- **Brief**: Exactly as written, transcribe the lines that run from the one containing "Practice step: indicate the black shoulder" to the end of the records below.
┄┄┄┄┄┄
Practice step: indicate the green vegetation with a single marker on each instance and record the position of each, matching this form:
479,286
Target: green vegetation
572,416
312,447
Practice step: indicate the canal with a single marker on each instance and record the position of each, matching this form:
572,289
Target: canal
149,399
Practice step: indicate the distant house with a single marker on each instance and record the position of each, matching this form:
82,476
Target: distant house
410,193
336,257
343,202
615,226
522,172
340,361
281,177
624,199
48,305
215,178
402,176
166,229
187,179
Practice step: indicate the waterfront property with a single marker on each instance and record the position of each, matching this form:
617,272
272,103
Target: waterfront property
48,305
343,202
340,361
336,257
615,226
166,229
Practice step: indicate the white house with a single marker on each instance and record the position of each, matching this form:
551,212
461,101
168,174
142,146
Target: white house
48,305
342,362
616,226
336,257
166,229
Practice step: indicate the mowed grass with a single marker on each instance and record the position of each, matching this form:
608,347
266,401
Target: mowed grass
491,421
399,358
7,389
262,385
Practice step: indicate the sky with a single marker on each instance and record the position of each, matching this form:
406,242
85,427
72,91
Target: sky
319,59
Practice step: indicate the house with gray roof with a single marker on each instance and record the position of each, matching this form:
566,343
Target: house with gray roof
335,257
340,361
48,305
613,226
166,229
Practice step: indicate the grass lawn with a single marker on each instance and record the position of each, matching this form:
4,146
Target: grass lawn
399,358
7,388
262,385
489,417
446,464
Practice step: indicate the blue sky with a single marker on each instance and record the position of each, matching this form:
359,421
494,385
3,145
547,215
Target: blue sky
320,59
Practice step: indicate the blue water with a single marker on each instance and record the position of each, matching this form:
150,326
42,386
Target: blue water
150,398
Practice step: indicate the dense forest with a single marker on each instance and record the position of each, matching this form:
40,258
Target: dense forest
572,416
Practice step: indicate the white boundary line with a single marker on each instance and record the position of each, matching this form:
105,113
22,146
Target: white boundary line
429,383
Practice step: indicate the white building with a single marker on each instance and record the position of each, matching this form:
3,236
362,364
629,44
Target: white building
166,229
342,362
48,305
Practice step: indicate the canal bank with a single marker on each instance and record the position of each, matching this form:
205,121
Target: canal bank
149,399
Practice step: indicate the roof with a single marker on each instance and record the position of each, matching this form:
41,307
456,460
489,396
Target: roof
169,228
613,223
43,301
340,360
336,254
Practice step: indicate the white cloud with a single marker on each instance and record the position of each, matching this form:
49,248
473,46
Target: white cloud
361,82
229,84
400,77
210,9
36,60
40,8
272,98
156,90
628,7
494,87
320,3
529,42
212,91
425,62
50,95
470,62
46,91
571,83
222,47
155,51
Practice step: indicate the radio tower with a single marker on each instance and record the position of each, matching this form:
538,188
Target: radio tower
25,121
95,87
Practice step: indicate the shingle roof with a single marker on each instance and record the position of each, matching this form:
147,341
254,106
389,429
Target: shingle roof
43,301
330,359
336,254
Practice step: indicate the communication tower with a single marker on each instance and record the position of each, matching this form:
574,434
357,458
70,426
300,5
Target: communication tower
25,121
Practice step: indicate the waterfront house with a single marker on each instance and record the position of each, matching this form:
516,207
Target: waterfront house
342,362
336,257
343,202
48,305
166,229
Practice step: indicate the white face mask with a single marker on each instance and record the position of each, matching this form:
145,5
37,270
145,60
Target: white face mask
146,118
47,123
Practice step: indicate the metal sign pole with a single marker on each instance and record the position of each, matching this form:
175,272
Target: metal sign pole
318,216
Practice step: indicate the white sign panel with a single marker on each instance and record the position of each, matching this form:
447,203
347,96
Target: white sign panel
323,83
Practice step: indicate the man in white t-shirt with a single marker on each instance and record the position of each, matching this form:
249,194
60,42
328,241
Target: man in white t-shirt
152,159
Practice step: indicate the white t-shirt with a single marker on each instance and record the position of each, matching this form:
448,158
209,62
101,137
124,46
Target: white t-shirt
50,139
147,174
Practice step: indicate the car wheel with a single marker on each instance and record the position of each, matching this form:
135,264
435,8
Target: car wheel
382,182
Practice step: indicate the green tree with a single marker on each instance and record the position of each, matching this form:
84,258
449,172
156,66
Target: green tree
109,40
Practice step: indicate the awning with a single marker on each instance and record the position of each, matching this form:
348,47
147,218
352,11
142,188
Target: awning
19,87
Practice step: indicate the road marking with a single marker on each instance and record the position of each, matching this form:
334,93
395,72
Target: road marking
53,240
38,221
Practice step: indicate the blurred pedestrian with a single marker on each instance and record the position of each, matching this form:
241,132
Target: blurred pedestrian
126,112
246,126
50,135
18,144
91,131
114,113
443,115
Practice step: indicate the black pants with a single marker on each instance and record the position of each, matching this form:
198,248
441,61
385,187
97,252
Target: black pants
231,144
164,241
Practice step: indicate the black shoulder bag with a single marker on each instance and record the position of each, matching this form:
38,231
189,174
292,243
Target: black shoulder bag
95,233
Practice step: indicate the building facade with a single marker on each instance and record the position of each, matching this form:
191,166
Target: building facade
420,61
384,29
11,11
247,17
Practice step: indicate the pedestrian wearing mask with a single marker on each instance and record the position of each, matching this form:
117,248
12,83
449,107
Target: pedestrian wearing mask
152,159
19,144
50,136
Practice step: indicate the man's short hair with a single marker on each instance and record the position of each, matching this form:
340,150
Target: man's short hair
┄┄┄┄┄┄
- **Result of the task**:
Practice step: indicate the black shoulder bag with a single marker on each instance and record the position of each, matching this form:
38,231
189,174
292,243
Target: black shoulder bag
95,233
Practice step: indicate the building facade with a single marker on each instance and record the position of each, matching this form:
191,166
Target: building facade
420,61
384,29
11,11
247,17
Practice step: indicate the pedestrian wearing mask with a single marker on each instance and record the position of each, matching this form:
117,248
12,83
449,107
Target: pedestrian wearing mask
152,159
19,144
50,136
Practice step: indicate the man's short hair with a single marker on each instance and record the position of each, matching this form:
340,150
Target: man's short hair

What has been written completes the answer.